### Challenge
Extract all data as written.

### Data provided

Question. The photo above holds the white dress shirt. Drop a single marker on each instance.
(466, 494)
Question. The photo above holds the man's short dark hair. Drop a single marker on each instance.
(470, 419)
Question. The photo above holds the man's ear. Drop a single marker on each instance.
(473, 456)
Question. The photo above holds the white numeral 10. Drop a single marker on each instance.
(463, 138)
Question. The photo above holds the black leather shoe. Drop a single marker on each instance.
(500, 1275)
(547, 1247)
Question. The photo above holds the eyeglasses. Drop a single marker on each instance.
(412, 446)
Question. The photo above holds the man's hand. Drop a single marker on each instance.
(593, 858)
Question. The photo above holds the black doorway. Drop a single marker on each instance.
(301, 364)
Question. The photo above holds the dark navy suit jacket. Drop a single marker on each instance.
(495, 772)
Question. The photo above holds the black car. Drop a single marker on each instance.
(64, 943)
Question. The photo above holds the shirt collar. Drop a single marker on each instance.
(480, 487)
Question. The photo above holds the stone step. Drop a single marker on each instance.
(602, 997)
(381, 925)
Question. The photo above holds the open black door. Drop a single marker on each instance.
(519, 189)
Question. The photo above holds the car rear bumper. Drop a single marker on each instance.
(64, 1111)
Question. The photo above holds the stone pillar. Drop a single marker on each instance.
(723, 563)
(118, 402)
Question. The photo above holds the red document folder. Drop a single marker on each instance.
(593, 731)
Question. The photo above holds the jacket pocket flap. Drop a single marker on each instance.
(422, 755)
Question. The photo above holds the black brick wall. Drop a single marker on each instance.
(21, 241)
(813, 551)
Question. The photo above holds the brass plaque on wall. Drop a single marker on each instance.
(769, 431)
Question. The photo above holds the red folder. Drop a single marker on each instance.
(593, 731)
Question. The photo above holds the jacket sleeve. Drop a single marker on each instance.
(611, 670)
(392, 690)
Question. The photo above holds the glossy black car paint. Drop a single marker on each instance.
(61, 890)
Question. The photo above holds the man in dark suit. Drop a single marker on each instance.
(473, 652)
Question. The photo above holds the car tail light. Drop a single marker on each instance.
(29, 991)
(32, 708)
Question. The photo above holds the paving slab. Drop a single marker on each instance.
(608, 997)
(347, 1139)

### Exercise answer
Question. The photo above holds the white dress shirt. Drop a single marker on each instance.
(466, 494)
Question. The photo above holds the man's short dark hair. Drop a single marker on each instance.
(470, 419)
Question. The photo above holds the man's ear. Drop a single marker on each instance.
(473, 456)
Question. The photo above holds the white numeral 10. Drop a single marker on each instance.
(463, 138)
Question. The photo above holds the black leather shoe. Drop a single marker on each instance.
(500, 1275)
(547, 1247)
Question. The photo above holds the eyeglasses. Drop a single marker on each instance.
(412, 446)
Question. The photo above holds the man's hand. Drop a single marker on each instance.
(593, 858)
Question. The photo above holds the black doorway. Drop a single marker on each instance.
(301, 364)
Question. The photo above holds the dark navy suit jacket. Drop a single marker on each instance.
(495, 772)
Question. The photo above holds the black car. Drop a single marker on each instance.
(64, 943)
Question. The photo above holds the shirt collar. Drop a single marker on each instance.
(480, 487)
Question. The photo above holds the stone step. Drop a single marker on each instance.
(602, 997)
(381, 925)
Question. The photo above holds the open black door. Drop a single marker on each instance.
(519, 189)
Question. The photo above holds the car rear bumper. Drop a single marker on each instance.
(64, 1111)
Question. The photo above holds the stone pillar. Drop a single marker on each instance.
(723, 563)
(118, 402)
Question. The photo above holds the red document folder. Drop a single marker on each instance.
(593, 731)
Question. The photo above holds the jacket pocket flap. Drop a single marker on each instance.
(422, 755)
Question. The photo above holds the black brick wall. Drop a single marker on each instance.
(21, 241)
(813, 551)
Question. The photo above holds the brass plaque on wall. Drop a single marker on each instance.
(769, 431)
Question. The photo above holds the red folder. Drop a single marker on each instance.
(593, 731)
Question. The photo above holds the jacket sleeve. Drop a single marker on each instance.
(611, 670)
(392, 690)
Question. The photo above holds the glossy black car paint. Drop a single marker on each instance.
(61, 890)
Question. The photo above holds the man in dark suit. Drop a single marker on each instance.
(473, 652)
Question. The photo above holds the car tail light. Drop a single marker on each instance.
(29, 991)
(32, 708)
Question. The photo above holds the paving slab. Drop a single marker on each instance.
(608, 997)
(347, 1139)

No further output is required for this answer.